[Opening DATA FOR REVIEW section]

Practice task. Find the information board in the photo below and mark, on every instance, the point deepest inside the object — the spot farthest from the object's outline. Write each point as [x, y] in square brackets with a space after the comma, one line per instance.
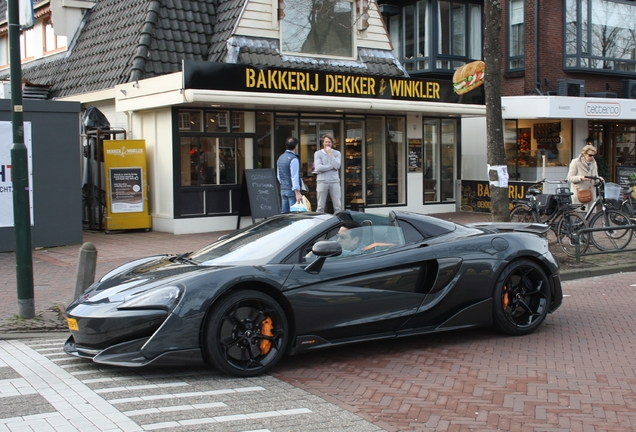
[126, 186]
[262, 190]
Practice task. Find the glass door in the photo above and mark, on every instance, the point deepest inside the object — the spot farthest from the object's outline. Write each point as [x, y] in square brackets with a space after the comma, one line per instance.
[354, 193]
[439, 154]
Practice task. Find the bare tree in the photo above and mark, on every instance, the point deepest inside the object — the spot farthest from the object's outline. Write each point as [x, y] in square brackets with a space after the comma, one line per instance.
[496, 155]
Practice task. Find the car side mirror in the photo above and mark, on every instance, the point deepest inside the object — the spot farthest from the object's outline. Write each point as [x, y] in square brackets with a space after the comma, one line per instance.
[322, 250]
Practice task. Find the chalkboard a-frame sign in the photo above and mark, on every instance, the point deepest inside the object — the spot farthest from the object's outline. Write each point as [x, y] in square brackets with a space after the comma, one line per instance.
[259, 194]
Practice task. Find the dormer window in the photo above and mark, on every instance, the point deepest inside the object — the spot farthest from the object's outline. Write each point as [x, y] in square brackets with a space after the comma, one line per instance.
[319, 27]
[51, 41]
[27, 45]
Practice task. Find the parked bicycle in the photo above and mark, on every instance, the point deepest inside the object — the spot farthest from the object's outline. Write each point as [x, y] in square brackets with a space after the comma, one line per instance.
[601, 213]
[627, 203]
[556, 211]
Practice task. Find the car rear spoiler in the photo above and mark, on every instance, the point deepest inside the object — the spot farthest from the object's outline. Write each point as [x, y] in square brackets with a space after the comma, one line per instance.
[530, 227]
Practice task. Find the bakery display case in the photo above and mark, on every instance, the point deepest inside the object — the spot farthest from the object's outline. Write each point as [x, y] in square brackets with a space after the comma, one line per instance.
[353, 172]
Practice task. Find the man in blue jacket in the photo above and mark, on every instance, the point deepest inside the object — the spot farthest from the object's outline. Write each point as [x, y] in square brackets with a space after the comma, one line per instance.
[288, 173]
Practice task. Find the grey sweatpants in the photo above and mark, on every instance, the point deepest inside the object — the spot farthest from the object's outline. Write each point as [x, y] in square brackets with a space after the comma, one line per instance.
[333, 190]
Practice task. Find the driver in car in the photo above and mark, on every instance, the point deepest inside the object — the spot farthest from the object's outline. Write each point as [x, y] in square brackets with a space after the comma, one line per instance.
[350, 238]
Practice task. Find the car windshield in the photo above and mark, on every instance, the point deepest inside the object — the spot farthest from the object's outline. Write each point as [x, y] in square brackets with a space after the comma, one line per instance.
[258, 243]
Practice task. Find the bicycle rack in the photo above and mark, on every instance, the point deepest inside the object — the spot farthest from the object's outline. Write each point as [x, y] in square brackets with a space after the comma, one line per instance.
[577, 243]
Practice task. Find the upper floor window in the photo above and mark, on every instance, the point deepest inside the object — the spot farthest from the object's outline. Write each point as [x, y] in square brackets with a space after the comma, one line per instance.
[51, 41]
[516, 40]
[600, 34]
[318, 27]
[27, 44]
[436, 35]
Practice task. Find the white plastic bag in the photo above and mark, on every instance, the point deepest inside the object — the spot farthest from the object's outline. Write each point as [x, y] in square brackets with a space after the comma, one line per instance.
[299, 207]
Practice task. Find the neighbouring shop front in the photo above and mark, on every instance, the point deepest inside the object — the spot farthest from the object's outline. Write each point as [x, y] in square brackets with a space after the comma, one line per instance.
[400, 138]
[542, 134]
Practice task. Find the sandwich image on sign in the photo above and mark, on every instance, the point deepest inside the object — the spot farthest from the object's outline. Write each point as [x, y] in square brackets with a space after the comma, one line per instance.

[Closing DATA FOR REVIEW section]

> INSTRUCTIONS FOR THE TASK
When you copy the records above, keep every word exact and drop the pictures.

> ANSWER BOX
Practice task. Find the information board in the photo below and mark, on every instance, the point deepest inside the object — the spot farthest from the object's outline. Write each point as [x, y] in square brackets with a space after the comma, one line per instance.
[126, 186]
[262, 190]
Practice task. Find the glass door in the photo above and mark, on every instance, the point deepest inside the object — the spot farthest from the object's outline. Write each point as [x, y] in square brackets with a space after the comma, one line per instance.
[354, 193]
[439, 154]
Practice task. Find the bare tree in the photo above and mark, on every instance, the point deepest inside the object — the spot farthest from the object's outline. Write each point as [x, y] in square brackets with a space after the comma, one line per instance.
[496, 155]
Practice task. Find the car side mirror in the photo above and mark, on every instance, the point deepest inside the object — the spot farthest from the object's outline. Write each point as [x, y] in square brackets with a space after the comma, one line per instance.
[322, 250]
Practice task. Find the chalkboard a-frame sign in the photo above and mark, on every instance, the point deepest inside the object — the spot farthest from the object's outline. Write each point as [x, y] in square brackets with a space after the comma, one line per instance.
[259, 194]
Practice task. Find the dormer window in the photo above and mark, on every instance, the point deepest inside the object — the spot farthest from the object's outline. Write each point as [x, y] in square brackets with a space after the comma, one line per instance.
[319, 27]
[51, 41]
[27, 45]
Practice task. Find the parked bicycle in the photo above and mark, on every instance, the point deepest inside the object — the spot farthest from the object's outline. Write each point as [x, y] in square brackets with a space after the comma, one line per instance.
[601, 213]
[627, 203]
[556, 211]
Practice task. Find the car rear spoiler in the photo above and mark, on every instance, the point deepest inside the object — the spot farthest from the object's outline. Write each point as [x, y] in square brackets with a space after the comma, one line per instance.
[530, 227]
Practice task. Find the bakery display case in the photo above and mark, on every instance, the point deepest inside the object — the spot farthest from the object's outline. Write each point as [x, y] in square brackets with a space after the comma, one line per instance.
[353, 172]
Practice task. Find the man in blue jacket in the photo above and mark, on every instance, the point deepest inside the object — the spot farthest from the object's outline. Write each point as [x, y] in square brackets with a space after the comma, one line per instance.
[288, 173]
Practice task. Find the grey sweatpants in the photo above and mark, on every instance, the point deepest inside the object — the spot farthest from the object's outline. Write each point as [x, y] in square brackets with a space after the comma, one line per instance.
[333, 190]
Practice task. Find the driver in car in the photo above and mark, on every instance, the point deepest inside the object — the spot farthest from the object's outline. Write each point as [x, y] in square brackets with a space after the comma, one line per instance.
[350, 238]
Practice task. Find the car windshield in the photo above and mark, on every instance, the point deepest inside the object — the spot farthest from the object's outline. Write each point as [x, y] in square brackets with a space after the comma, one line per instance.
[258, 243]
Practice task. Find the bicycle rack in the photo above and mark, on every instance, the point deepest inside the object — the spot farthest from the object's outline. Write each point as [x, y] in square brackets with a space after the comma, one line per instance.
[577, 243]
Practice task. Find the upper floor window in the photo above and mark, on every instance, the point deepest inside the object — the spot farthest from the object's outline. Write each point as [x, y] in square brackets with a space after the comma, one line per instance.
[51, 41]
[516, 40]
[600, 34]
[318, 27]
[27, 44]
[436, 35]
Practice task. Find the white plastic bag in the photo above and mark, on every instance, the point deepest inside the object — the spot farthest from the object's outline. Write each point as [x, y] in square brackets with a space after the comma, one line per instance.
[299, 207]
Practice task. Find the neighbouring shop front in the photo above and mark, on every instance, the point deepest inside the object — the spot farthest from the object's outline. Write each point as [x, y] in square brackets with a space after the comma, one line per instance.
[400, 138]
[542, 134]
Practice task. Find the sandwich image on sign in the photo above and mark, on every instance, the point deepest inside the object — the spot farthest from the object's outline. Write each point as [x, y] in square brackets with a space after the comma, one line per instance.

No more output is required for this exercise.